[Excerpts of pointing data]
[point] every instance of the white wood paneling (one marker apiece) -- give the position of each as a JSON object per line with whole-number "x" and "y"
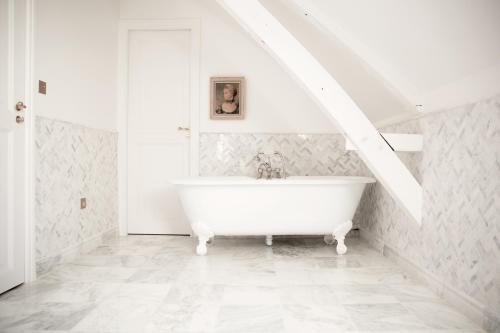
{"x": 159, "y": 91}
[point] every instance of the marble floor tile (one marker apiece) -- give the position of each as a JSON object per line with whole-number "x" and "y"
{"x": 317, "y": 318}
{"x": 364, "y": 294}
{"x": 42, "y": 316}
{"x": 158, "y": 284}
{"x": 308, "y": 294}
{"x": 184, "y": 317}
{"x": 439, "y": 315}
{"x": 385, "y": 316}
{"x": 251, "y": 295}
{"x": 250, "y": 318}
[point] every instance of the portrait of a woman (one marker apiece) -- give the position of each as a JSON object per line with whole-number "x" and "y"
{"x": 227, "y": 97}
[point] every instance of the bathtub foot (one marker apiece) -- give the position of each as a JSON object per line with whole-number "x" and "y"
{"x": 340, "y": 234}
{"x": 329, "y": 239}
{"x": 201, "y": 249}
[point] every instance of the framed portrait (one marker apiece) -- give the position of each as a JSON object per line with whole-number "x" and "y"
{"x": 227, "y": 97}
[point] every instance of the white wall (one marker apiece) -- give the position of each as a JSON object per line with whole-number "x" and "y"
{"x": 437, "y": 53}
{"x": 274, "y": 103}
{"x": 76, "y": 46}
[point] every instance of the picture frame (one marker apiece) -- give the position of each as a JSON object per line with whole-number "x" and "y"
{"x": 227, "y": 98}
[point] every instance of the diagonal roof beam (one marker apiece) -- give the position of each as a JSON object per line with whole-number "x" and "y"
{"x": 333, "y": 100}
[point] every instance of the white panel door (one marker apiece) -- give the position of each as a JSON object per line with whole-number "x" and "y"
{"x": 158, "y": 139}
{"x": 12, "y": 143}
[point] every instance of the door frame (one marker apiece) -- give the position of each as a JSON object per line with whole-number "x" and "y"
{"x": 125, "y": 27}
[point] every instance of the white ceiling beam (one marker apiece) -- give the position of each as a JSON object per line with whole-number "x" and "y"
{"x": 332, "y": 99}
{"x": 398, "y": 142}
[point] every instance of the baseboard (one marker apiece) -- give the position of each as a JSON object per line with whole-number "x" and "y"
{"x": 45, "y": 265}
{"x": 462, "y": 302}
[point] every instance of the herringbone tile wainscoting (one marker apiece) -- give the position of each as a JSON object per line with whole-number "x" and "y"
{"x": 73, "y": 161}
{"x": 458, "y": 244}
{"x": 229, "y": 154}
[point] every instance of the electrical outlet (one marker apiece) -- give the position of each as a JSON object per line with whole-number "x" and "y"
{"x": 42, "y": 87}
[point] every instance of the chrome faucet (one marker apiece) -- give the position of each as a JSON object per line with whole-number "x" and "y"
{"x": 280, "y": 172}
{"x": 266, "y": 166}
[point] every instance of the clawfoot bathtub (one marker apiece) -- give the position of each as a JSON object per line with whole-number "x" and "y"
{"x": 233, "y": 206}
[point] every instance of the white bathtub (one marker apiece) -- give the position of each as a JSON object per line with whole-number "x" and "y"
{"x": 232, "y": 206}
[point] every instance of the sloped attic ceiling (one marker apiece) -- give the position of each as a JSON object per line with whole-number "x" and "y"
{"x": 436, "y": 53}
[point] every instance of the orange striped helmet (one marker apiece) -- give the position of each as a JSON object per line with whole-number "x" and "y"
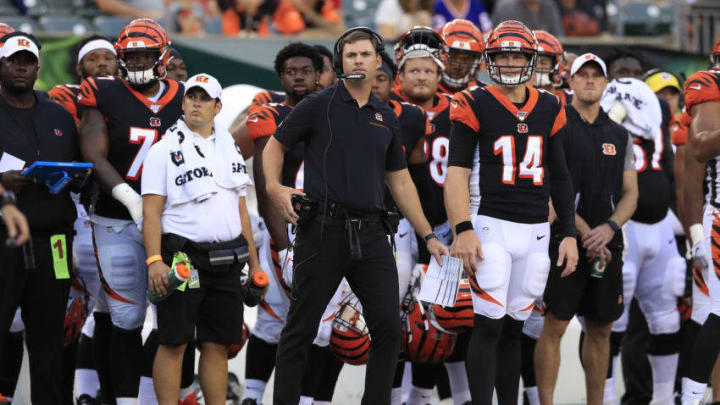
{"x": 4, "y": 30}
{"x": 140, "y": 35}
{"x": 511, "y": 36}
{"x": 462, "y": 53}
{"x": 548, "y": 45}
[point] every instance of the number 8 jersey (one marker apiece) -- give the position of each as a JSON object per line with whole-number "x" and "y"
{"x": 514, "y": 141}
{"x": 134, "y": 124}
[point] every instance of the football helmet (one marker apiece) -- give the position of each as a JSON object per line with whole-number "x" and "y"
{"x": 4, "y": 30}
{"x": 350, "y": 339}
{"x": 143, "y": 34}
{"x": 457, "y": 318}
{"x": 548, "y": 45}
{"x": 235, "y": 348}
{"x": 511, "y": 36}
{"x": 419, "y": 42}
{"x": 462, "y": 53}
{"x": 424, "y": 340}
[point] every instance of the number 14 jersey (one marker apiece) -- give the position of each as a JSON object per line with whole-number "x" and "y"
{"x": 134, "y": 124}
{"x": 514, "y": 141}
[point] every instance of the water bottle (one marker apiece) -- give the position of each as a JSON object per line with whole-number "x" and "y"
{"x": 179, "y": 273}
{"x": 255, "y": 287}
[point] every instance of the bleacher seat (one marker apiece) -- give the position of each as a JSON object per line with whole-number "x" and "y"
{"x": 110, "y": 26}
{"x": 20, "y": 23}
{"x": 213, "y": 26}
{"x": 76, "y": 25}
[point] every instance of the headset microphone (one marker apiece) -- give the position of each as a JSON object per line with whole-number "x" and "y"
{"x": 352, "y": 76}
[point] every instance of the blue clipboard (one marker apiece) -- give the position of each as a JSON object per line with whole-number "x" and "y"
{"x": 57, "y": 175}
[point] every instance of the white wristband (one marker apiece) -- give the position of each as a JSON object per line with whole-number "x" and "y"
{"x": 130, "y": 199}
{"x": 697, "y": 233}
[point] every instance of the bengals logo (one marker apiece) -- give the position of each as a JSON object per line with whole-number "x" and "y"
{"x": 609, "y": 149}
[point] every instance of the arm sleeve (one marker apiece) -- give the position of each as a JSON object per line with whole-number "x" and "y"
{"x": 561, "y": 187}
{"x": 154, "y": 175}
{"x": 629, "y": 155}
{"x": 395, "y": 157}
{"x": 463, "y": 142}
{"x": 298, "y": 124}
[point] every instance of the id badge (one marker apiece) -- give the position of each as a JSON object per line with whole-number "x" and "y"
{"x": 194, "y": 280}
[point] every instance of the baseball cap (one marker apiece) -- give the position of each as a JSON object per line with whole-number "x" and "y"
{"x": 581, "y": 60}
{"x": 660, "y": 80}
{"x": 19, "y": 43}
{"x": 206, "y": 82}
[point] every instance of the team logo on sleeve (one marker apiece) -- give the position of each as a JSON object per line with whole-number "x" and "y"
{"x": 177, "y": 158}
{"x": 609, "y": 149}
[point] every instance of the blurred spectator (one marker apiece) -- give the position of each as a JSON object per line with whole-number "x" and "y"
{"x": 394, "y": 17}
{"x": 286, "y": 17}
{"x": 583, "y": 17}
{"x": 471, "y": 10}
{"x": 536, "y": 14}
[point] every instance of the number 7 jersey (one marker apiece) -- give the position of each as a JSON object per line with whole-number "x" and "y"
{"x": 513, "y": 141}
{"x": 134, "y": 124}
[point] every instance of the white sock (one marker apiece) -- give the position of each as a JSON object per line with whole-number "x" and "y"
{"x": 692, "y": 391}
{"x": 185, "y": 392}
{"x": 533, "y": 395}
{"x": 86, "y": 382}
{"x": 146, "y": 394}
{"x": 457, "y": 374}
{"x": 254, "y": 389}
{"x": 419, "y": 396}
{"x": 396, "y": 396}
{"x": 663, "y": 371}
{"x": 407, "y": 382}
{"x": 609, "y": 392}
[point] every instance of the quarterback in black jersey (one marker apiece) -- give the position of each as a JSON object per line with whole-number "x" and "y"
{"x": 522, "y": 162}
{"x": 122, "y": 118}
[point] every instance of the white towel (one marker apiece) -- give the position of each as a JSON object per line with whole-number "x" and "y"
{"x": 192, "y": 177}
{"x": 644, "y": 116}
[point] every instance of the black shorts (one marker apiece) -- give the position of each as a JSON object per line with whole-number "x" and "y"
{"x": 214, "y": 310}
{"x": 597, "y": 299}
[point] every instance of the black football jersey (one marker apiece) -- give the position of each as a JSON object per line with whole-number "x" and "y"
{"x": 134, "y": 124}
{"x": 513, "y": 146}
{"x": 263, "y": 123}
{"x": 67, "y": 96}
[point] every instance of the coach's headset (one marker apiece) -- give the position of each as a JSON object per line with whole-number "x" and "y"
{"x": 337, "y": 52}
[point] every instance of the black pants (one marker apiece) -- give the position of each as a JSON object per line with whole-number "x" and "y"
{"x": 43, "y": 300}
{"x": 319, "y": 265}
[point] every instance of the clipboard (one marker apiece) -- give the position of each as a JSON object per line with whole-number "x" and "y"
{"x": 57, "y": 175}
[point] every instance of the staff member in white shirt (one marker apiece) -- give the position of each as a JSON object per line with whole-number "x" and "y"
{"x": 194, "y": 185}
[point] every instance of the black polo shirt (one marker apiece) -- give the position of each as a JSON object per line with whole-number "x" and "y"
{"x": 47, "y": 132}
{"x": 348, "y": 146}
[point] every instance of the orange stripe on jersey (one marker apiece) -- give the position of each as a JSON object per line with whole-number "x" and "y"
{"x": 702, "y": 87}
{"x": 523, "y": 112}
{"x": 164, "y": 100}
{"x": 461, "y": 110}
{"x": 87, "y": 93}
{"x": 397, "y": 107}
{"x": 560, "y": 121}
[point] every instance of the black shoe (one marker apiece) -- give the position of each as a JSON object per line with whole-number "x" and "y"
{"x": 86, "y": 399}
{"x": 234, "y": 394}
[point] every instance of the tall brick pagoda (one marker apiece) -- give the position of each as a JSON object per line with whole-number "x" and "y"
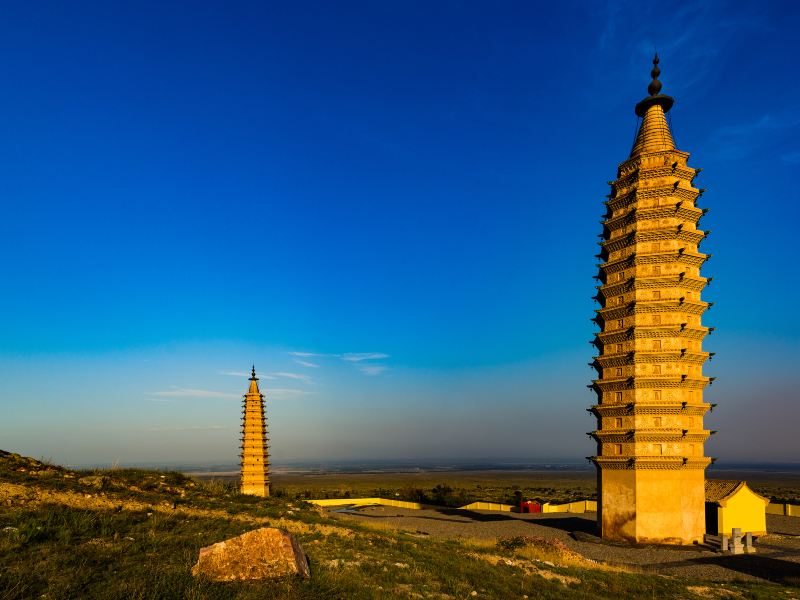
{"x": 255, "y": 443}
{"x": 650, "y": 456}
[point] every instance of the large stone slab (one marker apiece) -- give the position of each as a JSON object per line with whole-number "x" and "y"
{"x": 264, "y": 553}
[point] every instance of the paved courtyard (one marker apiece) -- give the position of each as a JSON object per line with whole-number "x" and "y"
{"x": 777, "y": 558}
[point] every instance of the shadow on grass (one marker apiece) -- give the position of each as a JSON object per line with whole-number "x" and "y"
{"x": 770, "y": 568}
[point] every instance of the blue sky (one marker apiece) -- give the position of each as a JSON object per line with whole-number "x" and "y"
{"x": 390, "y": 208}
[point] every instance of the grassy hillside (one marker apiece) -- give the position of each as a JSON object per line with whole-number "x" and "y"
{"x": 136, "y": 534}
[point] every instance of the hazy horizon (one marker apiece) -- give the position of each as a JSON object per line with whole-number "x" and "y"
{"x": 391, "y": 210}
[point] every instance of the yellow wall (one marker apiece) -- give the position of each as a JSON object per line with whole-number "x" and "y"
{"x": 745, "y": 510}
{"x": 487, "y": 506}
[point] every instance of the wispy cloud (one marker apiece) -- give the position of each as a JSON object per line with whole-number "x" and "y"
{"x": 372, "y": 369}
{"x": 734, "y": 142}
{"x": 297, "y": 376}
{"x": 193, "y": 393}
{"x": 243, "y": 374}
{"x": 305, "y": 363}
{"x": 285, "y": 393}
{"x": 349, "y": 357}
{"x": 190, "y": 428}
{"x": 359, "y": 356}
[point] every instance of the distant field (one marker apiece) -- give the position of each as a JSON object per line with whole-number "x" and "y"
{"x": 451, "y": 488}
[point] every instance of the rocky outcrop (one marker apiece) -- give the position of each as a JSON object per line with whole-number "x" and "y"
{"x": 264, "y": 553}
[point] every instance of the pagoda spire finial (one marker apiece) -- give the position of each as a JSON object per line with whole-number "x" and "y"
{"x": 655, "y": 86}
{"x": 654, "y": 89}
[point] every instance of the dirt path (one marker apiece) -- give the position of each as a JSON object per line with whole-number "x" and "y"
{"x": 777, "y": 559}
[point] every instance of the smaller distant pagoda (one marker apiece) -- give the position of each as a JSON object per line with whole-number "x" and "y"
{"x": 255, "y": 443}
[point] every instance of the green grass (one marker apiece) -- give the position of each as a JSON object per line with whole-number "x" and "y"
{"x": 55, "y": 551}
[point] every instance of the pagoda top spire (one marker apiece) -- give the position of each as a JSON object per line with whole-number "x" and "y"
{"x": 653, "y": 134}
{"x": 654, "y": 89}
{"x": 253, "y": 383}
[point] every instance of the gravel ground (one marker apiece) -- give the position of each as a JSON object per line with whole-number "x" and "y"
{"x": 777, "y": 558}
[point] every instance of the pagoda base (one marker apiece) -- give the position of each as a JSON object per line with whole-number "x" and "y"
{"x": 255, "y": 489}
{"x": 655, "y": 506}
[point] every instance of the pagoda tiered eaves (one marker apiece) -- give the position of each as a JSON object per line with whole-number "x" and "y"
{"x": 254, "y": 445}
{"x": 649, "y": 364}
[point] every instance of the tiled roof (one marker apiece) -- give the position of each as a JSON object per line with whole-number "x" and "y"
{"x": 719, "y": 489}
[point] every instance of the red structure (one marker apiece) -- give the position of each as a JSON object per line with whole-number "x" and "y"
{"x": 530, "y": 506}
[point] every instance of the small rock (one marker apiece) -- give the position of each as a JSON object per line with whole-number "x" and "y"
{"x": 264, "y": 553}
{"x": 96, "y": 481}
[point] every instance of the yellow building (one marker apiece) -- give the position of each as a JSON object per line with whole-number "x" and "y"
{"x": 731, "y": 504}
{"x": 650, "y": 436}
{"x": 255, "y": 443}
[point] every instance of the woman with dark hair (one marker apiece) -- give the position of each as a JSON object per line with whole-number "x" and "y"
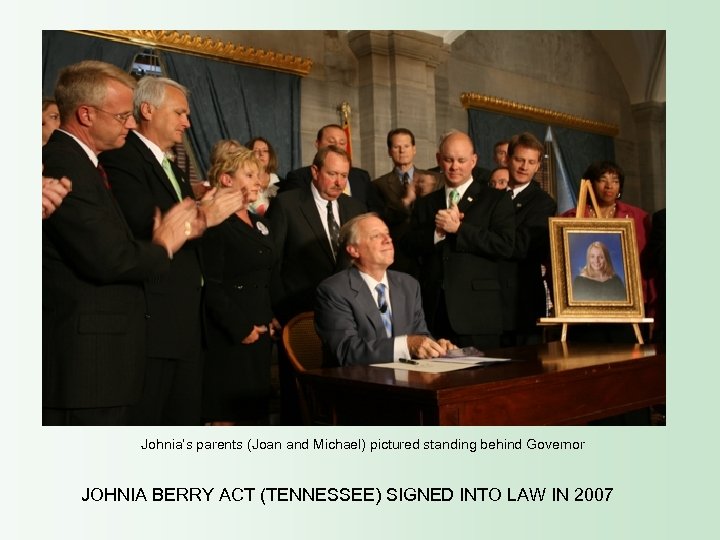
{"x": 265, "y": 153}
{"x": 597, "y": 280}
{"x": 608, "y": 180}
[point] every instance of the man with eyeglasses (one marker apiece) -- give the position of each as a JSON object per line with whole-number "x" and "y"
{"x": 93, "y": 266}
{"x": 142, "y": 178}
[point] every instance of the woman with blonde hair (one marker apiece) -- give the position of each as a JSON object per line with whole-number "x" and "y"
{"x": 269, "y": 180}
{"x": 597, "y": 280}
{"x": 239, "y": 259}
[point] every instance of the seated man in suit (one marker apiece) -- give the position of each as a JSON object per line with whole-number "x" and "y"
{"x": 398, "y": 191}
{"x": 367, "y": 313}
{"x": 306, "y": 225}
{"x": 359, "y": 185}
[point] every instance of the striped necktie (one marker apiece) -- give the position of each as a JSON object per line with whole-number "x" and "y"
{"x": 333, "y": 230}
{"x": 384, "y": 308}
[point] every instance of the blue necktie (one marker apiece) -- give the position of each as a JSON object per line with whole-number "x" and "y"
{"x": 384, "y": 308}
{"x": 333, "y": 229}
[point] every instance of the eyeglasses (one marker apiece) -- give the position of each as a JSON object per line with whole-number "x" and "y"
{"x": 120, "y": 117}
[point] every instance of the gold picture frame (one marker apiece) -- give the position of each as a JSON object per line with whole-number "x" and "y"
{"x": 596, "y": 269}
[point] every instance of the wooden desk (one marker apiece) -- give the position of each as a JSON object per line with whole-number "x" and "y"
{"x": 550, "y": 384}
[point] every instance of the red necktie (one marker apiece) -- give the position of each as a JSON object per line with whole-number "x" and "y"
{"x": 103, "y": 174}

▶ [Directions for this task]
Quote verbatim the line containing "[point] every instance of the seated" and every line after it through the end of the records above.

▶ [Answer in full]
[point] every instance of the seated man in suit (one marker apiece) -- give the position of each as a JSON object per line with whole-number "x" and "y"
{"x": 398, "y": 191}
{"x": 367, "y": 313}
{"x": 306, "y": 225}
{"x": 359, "y": 185}
[point] every instance of the striped necktie (one marker apiece) -- give the position of each as a JSON object per line with whole-number "x" and "y"
{"x": 333, "y": 230}
{"x": 384, "y": 308}
[point] every instance of the blue necktie (one marker apiece) -- give the position of each as a JSON object per line with whole-number "x" and "y"
{"x": 384, "y": 308}
{"x": 333, "y": 229}
[point] every instance of the eyeglasses (one marker apiece) -- give the position of each as a JSON object per line with whole-number "x" and "y"
{"x": 120, "y": 117}
[point] every instance of the gold picture frame (one marker apiece) -- give the position of each as a JSON object per line with whole-number "x" and "y"
{"x": 596, "y": 269}
[point] every instance of the wooden desk (one marker apiece) -- give the position of each as a JSON object per line with whole-number "x" and "y"
{"x": 550, "y": 384}
[point] every instance of the red necktie (one marker apiece) -- give the position of each as a JSON object per line with whole-number "x" and "y"
{"x": 103, "y": 174}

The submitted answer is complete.